THE TASK: Reproduce the data below, replacing "white flower bud cluster" with "cluster of white buds" wherever it appears and keeping everything else the same. Omit the pictures from your answer.

DATA RECORDS:
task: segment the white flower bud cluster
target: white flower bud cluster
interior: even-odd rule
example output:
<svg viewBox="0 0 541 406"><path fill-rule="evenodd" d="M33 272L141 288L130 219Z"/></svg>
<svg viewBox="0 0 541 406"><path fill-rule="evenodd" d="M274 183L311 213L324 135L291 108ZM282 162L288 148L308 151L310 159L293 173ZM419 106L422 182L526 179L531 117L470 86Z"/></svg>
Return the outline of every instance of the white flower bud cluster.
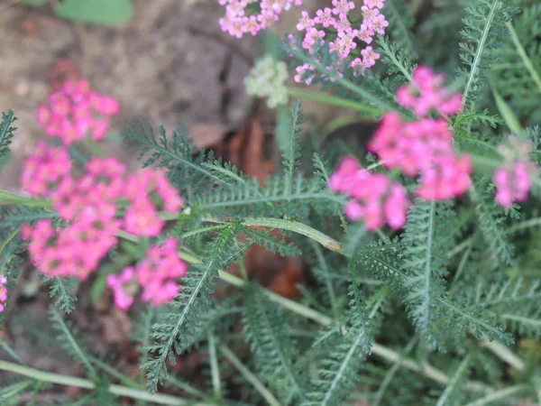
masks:
<svg viewBox="0 0 541 406"><path fill-rule="evenodd" d="M267 98L267 106L274 108L288 102L288 89L285 81L288 78L288 66L266 55L259 60L250 75L244 79L249 95Z"/></svg>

EXERCISE RESPONSE:
task: segment the cluster of white buds
target: cluster of white buds
interior: even-odd rule
example output:
<svg viewBox="0 0 541 406"><path fill-rule="evenodd" d="M33 272L141 288L130 219Z"/></svg>
<svg viewBox="0 0 541 406"><path fill-rule="evenodd" d="M274 183L311 213L324 135L291 108ZM282 162L288 148L308 151L310 159L293 173ZM419 106L422 182L526 179L531 117L470 86Z"/></svg>
Return the outline of every instance of the cluster of white buds.
masks:
<svg viewBox="0 0 541 406"><path fill-rule="evenodd" d="M267 98L267 106L274 108L288 102L288 89L285 81L288 78L288 66L266 55L259 60L250 75L244 79L249 95Z"/></svg>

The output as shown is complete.